• Written problem
Please duplicate the lines of the material below exactly, beginning at the line that contains "Where can the cabinet" and stopping after the line that contains "<point>61,225</point>".

• Records supplied
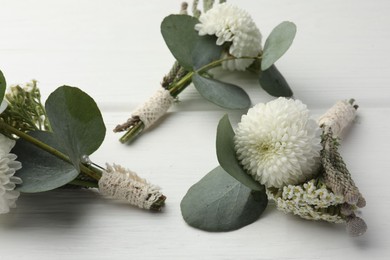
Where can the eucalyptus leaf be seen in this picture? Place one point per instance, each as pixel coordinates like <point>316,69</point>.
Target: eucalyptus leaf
<point>220,93</point>
<point>41,170</point>
<point>206,50</point>
<point>180,36</point>
<point>227,155</point>
<point>76,122</point>
<point>272,81</point>
<point>219,202</point>
<point>3,86</point>
<point>278,43</point>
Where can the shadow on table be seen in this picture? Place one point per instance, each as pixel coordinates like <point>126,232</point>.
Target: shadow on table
<point>58,208</point>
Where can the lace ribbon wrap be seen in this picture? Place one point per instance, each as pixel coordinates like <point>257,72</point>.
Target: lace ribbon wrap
<point>154,108</point>
<point>338,117</point>
<point>123,184</point>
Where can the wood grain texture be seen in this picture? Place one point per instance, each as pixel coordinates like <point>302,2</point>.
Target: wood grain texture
<point>113,50</point>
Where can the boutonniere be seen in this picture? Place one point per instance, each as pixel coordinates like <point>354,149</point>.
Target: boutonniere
<point>278,154</point>
<point>222,36</point>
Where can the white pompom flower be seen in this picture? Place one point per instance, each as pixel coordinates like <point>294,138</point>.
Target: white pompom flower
<point>278,143</point>
<point>8,167</point>
<point>234,26</point>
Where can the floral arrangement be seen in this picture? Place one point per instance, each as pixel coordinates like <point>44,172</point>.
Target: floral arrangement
<point>278,153</point>
<point>44,147</point>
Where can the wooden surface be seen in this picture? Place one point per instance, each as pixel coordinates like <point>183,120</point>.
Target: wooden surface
<point>113,50</point>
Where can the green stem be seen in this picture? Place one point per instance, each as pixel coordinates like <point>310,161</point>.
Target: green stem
<point>95,174</point>
<point>175,89</point>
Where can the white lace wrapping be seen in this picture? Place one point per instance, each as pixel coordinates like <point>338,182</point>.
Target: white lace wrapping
<point>123,184</point>
<point>338,117</point>
<point>154,108</point>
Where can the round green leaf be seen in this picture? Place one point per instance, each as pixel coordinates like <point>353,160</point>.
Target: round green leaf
<point>219,202</point>
<point>227,155</point>
<point>206,50</point>
<point>3,86</point>
<point>41,171</point>
<point>272,81</point>
<point>220,93</point>
<point>278,43</point>
<point>76,122</point>
<point>180,36</point>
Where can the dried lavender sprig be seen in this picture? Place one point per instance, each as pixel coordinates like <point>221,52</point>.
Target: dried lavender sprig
<point>335,172</point>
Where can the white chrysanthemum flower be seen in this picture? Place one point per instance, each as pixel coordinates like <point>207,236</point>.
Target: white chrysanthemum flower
<point>8,167</point>
<point>235,26</point>
<point>278,143</point>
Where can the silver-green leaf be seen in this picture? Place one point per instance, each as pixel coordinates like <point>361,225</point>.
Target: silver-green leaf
<point>206,51</point>
<point>180,36</point>
<point>227,156</point>
<point>41,170</point>
<point>220,93</point>
<point>76,122</point>
<point>219,202</point>
<point>272,81</point>
<point>277,43</point>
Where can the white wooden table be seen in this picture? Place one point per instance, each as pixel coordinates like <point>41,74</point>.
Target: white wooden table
<point>113,50</point>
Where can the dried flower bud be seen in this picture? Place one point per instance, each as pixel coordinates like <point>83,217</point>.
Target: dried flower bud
<point>356,226</point>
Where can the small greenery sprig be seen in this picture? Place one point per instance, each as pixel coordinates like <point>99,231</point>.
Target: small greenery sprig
<point>53,142</point>
<point>197,55</point>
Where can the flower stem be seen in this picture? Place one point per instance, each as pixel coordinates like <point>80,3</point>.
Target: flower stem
<point>91,172</point>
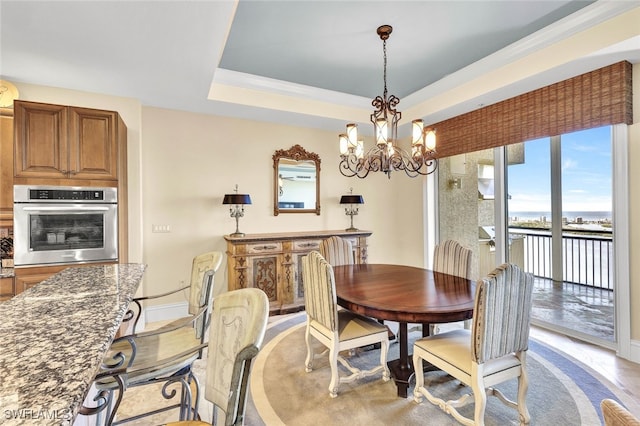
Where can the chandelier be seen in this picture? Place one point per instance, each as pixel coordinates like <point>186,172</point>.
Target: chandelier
<point>386,156</point>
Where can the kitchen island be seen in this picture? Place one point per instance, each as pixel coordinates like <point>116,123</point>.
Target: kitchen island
<point>53,337</point>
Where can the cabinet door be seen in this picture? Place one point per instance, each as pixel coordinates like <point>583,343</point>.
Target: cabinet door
<point>40,148</point>
<point>93,139</point>
<point>6,164</point>
<point>263,273</point>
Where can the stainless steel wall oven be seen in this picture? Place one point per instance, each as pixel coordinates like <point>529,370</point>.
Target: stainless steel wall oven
<point>61,225</point>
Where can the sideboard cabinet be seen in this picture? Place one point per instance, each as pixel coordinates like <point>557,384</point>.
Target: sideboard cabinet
<point>272,263</point>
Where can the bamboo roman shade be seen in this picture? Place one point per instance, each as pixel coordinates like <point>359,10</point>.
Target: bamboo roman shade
<point>598,98</point>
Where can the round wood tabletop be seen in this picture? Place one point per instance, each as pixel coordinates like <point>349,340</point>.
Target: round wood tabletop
<point>404,293</point>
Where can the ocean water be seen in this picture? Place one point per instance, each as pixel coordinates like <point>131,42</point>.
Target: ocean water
<point>590,216</point>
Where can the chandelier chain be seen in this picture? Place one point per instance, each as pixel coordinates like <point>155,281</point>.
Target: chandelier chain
<point>384,51</point>
<point>386,156</point>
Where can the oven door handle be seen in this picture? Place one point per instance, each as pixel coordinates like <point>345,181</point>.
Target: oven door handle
<point>65,209</point>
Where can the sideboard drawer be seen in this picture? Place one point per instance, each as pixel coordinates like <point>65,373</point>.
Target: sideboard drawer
<point>306,245</point>
<point>266,247</point>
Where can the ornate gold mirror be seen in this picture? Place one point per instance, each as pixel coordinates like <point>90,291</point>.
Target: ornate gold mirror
<point>296,181</point>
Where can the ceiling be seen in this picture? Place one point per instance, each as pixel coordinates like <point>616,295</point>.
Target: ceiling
<point>308,63</point>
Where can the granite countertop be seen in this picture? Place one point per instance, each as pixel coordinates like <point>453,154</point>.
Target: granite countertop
<point>7,273</point>
<point>53,337</point>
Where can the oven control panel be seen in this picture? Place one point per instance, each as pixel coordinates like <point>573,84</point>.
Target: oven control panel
<point>64,194</point>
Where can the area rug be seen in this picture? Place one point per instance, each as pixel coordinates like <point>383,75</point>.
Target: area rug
<point>562,391</point>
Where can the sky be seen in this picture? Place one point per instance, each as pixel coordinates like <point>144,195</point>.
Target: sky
<point>586,174</point>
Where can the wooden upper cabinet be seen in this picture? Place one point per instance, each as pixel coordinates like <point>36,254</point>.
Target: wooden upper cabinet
<point>6,164</point>
<point>57,141</point>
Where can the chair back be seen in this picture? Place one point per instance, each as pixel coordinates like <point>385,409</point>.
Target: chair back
<point>337,251</point>
<point>502,313</point>
<point>319,290</point>
<point>238,324</point>
<point>203,270</point>
<point>450,257</point>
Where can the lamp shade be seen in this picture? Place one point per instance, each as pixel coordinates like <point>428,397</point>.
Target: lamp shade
<point>236,199</point>
<point>351,199</point>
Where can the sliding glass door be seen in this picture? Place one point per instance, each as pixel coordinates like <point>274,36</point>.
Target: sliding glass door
<point>555,221</point>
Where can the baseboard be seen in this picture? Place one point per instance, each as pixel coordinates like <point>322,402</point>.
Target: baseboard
<point>166,312</point>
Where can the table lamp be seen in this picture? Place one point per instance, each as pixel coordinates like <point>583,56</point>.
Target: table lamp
<point>351,199</point>
<point>238,201</point>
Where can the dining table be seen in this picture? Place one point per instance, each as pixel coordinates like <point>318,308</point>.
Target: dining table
<point>406,295</point>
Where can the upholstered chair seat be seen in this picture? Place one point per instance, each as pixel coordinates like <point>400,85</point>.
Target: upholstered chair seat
<point>338,330</point>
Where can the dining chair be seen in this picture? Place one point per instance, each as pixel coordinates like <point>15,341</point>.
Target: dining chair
<point>200,287</point>
<point>337,251</point>
<point>492,352</point>
<point>450,257</point>
<point>338,330</point>
<point>238,324</point>
<point>614,414</point>
<point>144,355</point>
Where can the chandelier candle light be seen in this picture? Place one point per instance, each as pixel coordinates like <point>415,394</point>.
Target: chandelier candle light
<point>351,211</point>
<point>386,156</point>
<point>238,200</point>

• Solution to this exercise
Where can the cabinet door be seen in this picture? Place one point per instance, each as pixel coordinates like <point>583,343</point>.
Target: cabinet door
<point>40,148</point>
<point>93,139</point>
<point>6,164</point>
<point>263,273</point>
Where can the stainless steel wall oven be seen in this picture? Place one point per instance, each as pixel coordinates like <point>529,370</point>.
Target: stainless steel wall oven
<point>61,225</point>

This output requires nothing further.